Copy the lines word for word, starting at the first line and ending after the line that contains "positive clicks: (450, 535) (377, 124)". Leave out the pictures.

● **Available data**:

========

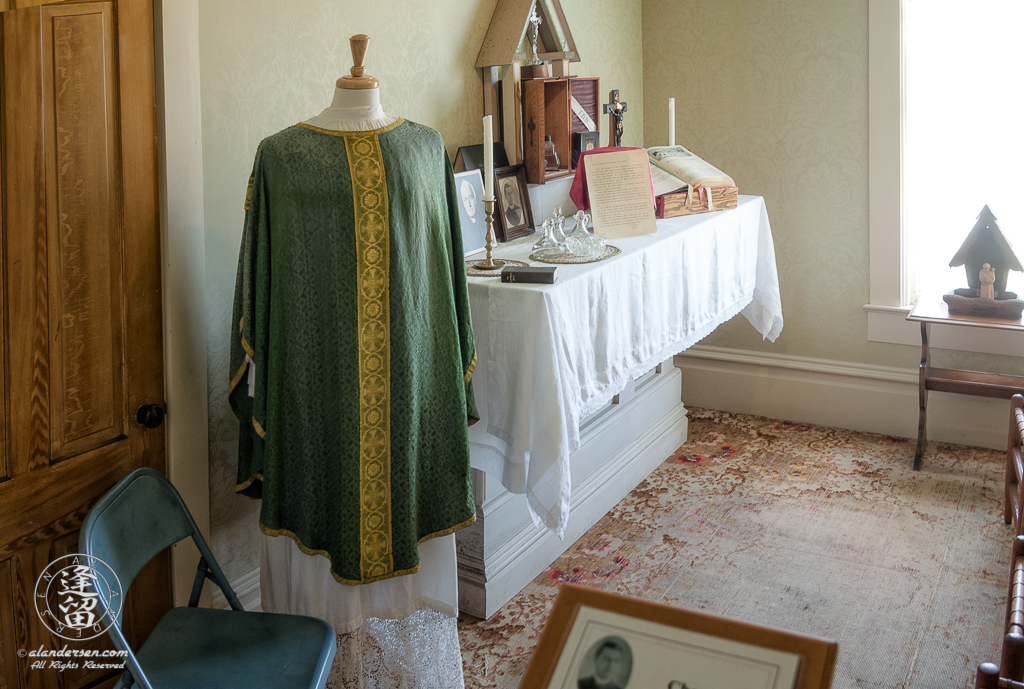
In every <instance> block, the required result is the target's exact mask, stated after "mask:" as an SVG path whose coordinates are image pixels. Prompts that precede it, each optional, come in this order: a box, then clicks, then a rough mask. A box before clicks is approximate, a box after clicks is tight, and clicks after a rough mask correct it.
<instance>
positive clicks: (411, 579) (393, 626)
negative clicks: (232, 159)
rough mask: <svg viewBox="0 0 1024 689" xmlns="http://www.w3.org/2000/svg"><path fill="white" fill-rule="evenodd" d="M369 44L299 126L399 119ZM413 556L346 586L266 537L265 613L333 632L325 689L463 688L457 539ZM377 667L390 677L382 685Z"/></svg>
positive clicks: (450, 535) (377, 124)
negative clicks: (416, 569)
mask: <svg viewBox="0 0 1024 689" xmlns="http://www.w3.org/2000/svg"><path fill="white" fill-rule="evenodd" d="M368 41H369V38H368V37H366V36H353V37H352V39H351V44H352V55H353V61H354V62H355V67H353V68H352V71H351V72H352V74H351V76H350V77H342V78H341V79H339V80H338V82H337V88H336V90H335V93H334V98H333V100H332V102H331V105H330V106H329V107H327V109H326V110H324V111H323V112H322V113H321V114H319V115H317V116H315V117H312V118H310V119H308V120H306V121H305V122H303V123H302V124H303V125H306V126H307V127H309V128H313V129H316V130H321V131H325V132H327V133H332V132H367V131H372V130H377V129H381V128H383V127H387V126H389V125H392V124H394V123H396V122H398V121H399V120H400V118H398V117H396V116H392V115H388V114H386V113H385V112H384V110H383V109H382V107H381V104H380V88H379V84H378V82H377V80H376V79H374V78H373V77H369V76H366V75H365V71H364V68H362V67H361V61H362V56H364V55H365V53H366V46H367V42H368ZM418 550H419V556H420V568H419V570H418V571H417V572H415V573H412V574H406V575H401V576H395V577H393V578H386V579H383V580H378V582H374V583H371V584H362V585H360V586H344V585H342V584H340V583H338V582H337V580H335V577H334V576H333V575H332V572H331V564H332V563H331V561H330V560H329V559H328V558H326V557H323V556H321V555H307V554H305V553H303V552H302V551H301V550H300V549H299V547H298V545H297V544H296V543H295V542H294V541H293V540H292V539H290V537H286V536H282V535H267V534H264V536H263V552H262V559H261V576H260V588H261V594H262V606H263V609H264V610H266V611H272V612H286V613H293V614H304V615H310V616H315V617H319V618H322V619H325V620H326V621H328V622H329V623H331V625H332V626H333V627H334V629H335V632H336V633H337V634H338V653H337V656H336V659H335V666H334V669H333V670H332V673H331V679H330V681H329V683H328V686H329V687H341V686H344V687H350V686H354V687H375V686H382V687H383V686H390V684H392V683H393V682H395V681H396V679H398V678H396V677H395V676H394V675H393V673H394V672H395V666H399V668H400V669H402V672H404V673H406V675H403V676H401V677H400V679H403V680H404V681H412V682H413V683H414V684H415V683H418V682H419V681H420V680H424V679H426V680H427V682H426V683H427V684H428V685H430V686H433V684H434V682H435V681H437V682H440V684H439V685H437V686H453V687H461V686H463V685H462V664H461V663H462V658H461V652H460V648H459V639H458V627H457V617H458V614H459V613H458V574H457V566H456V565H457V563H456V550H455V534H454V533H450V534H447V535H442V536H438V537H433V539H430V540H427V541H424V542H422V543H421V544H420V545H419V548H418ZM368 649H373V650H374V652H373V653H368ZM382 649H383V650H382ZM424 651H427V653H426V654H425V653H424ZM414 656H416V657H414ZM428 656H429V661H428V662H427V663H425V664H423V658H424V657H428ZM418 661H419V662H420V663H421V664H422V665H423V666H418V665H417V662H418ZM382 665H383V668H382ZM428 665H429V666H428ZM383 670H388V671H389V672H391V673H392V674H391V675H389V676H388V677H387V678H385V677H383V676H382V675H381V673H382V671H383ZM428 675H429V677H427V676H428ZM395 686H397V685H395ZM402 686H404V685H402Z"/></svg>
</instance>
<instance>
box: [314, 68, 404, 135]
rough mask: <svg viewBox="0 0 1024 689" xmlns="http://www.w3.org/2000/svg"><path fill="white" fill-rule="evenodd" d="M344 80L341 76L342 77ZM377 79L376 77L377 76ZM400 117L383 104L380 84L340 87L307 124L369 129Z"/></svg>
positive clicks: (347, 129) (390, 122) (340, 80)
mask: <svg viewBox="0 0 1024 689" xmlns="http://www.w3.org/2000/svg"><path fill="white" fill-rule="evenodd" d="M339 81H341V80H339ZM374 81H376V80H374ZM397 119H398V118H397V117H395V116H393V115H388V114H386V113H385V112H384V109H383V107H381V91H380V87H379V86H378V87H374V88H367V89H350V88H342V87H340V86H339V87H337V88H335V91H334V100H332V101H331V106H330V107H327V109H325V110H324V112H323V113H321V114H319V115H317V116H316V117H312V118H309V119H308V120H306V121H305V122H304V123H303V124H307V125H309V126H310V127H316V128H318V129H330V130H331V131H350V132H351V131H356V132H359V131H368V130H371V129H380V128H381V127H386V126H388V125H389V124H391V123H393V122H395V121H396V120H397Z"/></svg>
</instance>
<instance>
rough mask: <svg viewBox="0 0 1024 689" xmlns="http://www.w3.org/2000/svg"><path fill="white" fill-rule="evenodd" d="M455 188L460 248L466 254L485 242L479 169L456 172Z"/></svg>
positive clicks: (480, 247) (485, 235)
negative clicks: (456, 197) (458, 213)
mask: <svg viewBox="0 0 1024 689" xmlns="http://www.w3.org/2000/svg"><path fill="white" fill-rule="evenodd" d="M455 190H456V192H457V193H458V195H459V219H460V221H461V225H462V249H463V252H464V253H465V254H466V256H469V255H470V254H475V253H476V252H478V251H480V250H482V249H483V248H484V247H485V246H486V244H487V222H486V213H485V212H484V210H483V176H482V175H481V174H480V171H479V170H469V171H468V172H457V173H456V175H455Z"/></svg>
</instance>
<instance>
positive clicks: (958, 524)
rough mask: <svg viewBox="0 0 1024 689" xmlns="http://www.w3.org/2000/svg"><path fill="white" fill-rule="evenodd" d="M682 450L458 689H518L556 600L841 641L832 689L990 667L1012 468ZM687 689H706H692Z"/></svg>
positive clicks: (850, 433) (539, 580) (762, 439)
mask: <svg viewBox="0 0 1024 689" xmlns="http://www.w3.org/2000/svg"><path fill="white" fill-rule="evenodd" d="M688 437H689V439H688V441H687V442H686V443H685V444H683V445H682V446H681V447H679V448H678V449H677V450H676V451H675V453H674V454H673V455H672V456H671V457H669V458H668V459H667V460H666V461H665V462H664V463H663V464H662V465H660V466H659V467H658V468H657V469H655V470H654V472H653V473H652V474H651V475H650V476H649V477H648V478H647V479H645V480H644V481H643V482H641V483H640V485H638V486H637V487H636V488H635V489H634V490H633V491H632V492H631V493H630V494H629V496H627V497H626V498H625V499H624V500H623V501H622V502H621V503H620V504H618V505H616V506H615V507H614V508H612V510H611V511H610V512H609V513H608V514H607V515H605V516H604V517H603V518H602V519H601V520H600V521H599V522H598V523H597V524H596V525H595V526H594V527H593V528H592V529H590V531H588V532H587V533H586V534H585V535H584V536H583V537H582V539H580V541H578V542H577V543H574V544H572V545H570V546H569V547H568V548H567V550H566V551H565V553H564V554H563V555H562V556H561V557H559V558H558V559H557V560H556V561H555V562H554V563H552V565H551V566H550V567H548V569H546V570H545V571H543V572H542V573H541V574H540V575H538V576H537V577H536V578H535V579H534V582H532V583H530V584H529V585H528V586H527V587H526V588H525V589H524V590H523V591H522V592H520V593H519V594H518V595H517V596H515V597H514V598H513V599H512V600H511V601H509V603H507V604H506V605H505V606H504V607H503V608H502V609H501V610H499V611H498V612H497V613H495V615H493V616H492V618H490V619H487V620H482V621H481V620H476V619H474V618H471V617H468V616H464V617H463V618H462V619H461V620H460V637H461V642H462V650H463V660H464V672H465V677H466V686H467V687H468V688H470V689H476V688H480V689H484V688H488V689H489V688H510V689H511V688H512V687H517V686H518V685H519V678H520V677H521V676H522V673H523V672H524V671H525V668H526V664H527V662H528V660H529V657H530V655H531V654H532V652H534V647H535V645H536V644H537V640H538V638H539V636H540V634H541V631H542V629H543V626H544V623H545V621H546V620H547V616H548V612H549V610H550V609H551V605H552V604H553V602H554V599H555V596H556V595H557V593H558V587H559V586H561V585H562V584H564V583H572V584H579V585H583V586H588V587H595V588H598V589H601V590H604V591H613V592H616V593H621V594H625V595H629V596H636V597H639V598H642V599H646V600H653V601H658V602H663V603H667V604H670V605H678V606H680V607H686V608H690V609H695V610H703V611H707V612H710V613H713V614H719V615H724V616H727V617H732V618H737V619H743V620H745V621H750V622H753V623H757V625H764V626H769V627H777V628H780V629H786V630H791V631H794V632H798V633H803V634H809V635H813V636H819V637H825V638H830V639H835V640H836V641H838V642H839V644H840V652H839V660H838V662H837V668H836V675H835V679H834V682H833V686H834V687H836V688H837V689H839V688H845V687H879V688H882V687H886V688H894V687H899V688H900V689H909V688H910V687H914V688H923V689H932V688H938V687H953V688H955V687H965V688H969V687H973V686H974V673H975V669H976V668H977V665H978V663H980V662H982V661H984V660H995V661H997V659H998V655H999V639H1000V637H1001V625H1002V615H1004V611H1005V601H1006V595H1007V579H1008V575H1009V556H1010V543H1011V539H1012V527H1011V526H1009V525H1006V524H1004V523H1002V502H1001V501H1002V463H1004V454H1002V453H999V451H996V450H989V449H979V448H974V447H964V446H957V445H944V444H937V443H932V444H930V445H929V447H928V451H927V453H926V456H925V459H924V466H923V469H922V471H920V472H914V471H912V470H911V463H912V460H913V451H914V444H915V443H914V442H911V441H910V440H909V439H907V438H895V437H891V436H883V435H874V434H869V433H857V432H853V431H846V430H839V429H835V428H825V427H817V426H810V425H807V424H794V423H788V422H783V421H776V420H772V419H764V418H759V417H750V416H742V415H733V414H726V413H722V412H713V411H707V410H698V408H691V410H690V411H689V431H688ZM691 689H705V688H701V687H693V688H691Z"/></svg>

========

● **Exercise output**:
In every <instance> block, the required result is the target's exact mask, stated after "mask:" as an SVG path whose coordinates are image pixels. Prompts that precede it, each optional, come in this order: a box, then clicks, then a rough mask. A box before clicks is approximate, a box after clicks is tight, and clicks after a rough mask correct it.
<instance>
positive clicks: (411, 579) (393, 626)
negative clicks: (232, 159)
rough mask: <svg viewBox="0 0 1024 689" xmlns="http://www.w3.org/2000/svg"><path fill="white" fill-rule="evenodd" d="M369 44L299 126L399 119ZM413 556L346 586L266 537L265 613L333 632L325 689L463 688L457 539ZM377 667L390 677L382 685Z"/></svg>
positive clicks: (450, 535) (377, 124)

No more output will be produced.